PASSAGE SHOWN:
>> start

Our Invitation 


The leadership challenge for Asians in American workplaces is well-known. A recent Harvard Business Review article calls out some of the structural barriers that limit the advancement of Asian employees and outlines ways organizations could tap into the leadership potential of that demographic. While large-scale shifts are impossible without organizational commitment and effort, individuals do have more power than we often believe to influence our immediate environment and our own paths. 


We are embodiment coaches An Xia and Yan Li, and we help aspiring and rising leaders, Asians in particular, who want to lead with confidence and feel true to themselves.


In our conversations with Asian Americans and immigrants about leadership, one challenge often comes up: the difficulty of speaking up. Speaking up can mean putting oneself in the spotlight for scrutiny, expressing a different opinion that might cause disagreement or conflict, or asking for something that could inconvenience others. These dilemmas are not unique to persons of Asian heritage, but they do reflect some of our group-oriented cultural upbringings that emphasize conformity, harmony, duty, and hierarchy.

>> end

ENTRIES SHOWN:
>> start

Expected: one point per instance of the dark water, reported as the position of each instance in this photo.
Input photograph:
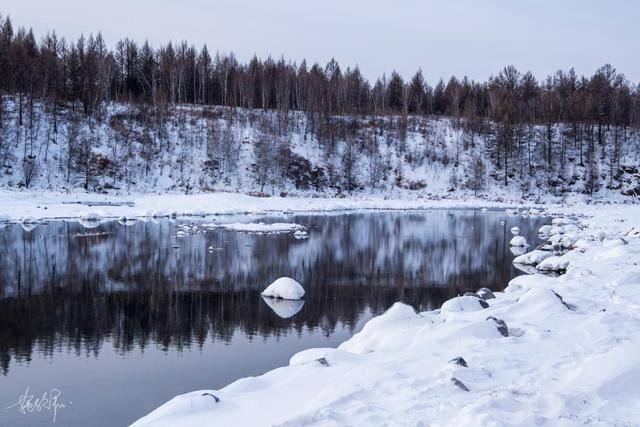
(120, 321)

>> end
>> start

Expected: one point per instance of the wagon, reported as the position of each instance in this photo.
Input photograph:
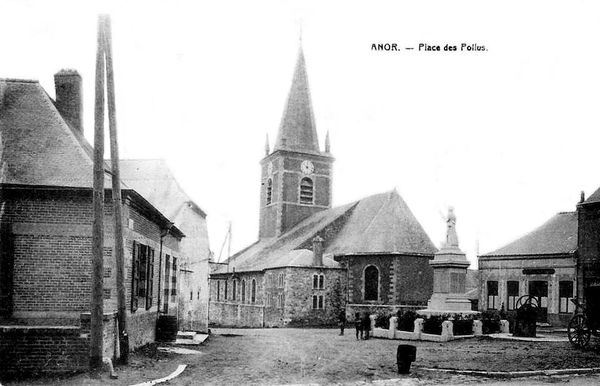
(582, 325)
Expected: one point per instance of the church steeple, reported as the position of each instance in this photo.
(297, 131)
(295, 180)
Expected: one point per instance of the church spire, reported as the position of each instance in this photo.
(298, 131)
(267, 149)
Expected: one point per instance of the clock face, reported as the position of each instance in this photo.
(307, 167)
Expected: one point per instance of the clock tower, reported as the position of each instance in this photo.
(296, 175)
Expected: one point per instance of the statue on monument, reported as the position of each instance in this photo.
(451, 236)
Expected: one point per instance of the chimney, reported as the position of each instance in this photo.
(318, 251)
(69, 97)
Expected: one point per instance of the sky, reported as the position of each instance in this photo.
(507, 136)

>> end
>> start

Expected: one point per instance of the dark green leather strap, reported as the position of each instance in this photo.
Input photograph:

>> end

STATED EXERCISE 1: In the invitation text, what challenge often comes up in the coaches' conversations with Asian Americans and immigrants about leadership?
STATED EXERCISE 2: Copy the invitation text word for word, from "The leadership challenge" up to and including "our own paths.".

REPLY 1: The difficulty of speaking up.

REPLY 2:
The leadership challenge for Asians in American workplaces is well-known. A recent Harvard Business Review article calls out some of the structural barriers that limit the advancement of Asian employees and outlines ways organizations could tap into the leadership potential of that demographic. While large-scale shifts are impossible without organizational commitment and effort, individuals do have more power than we often believe to influence our immediate environment and our own paths.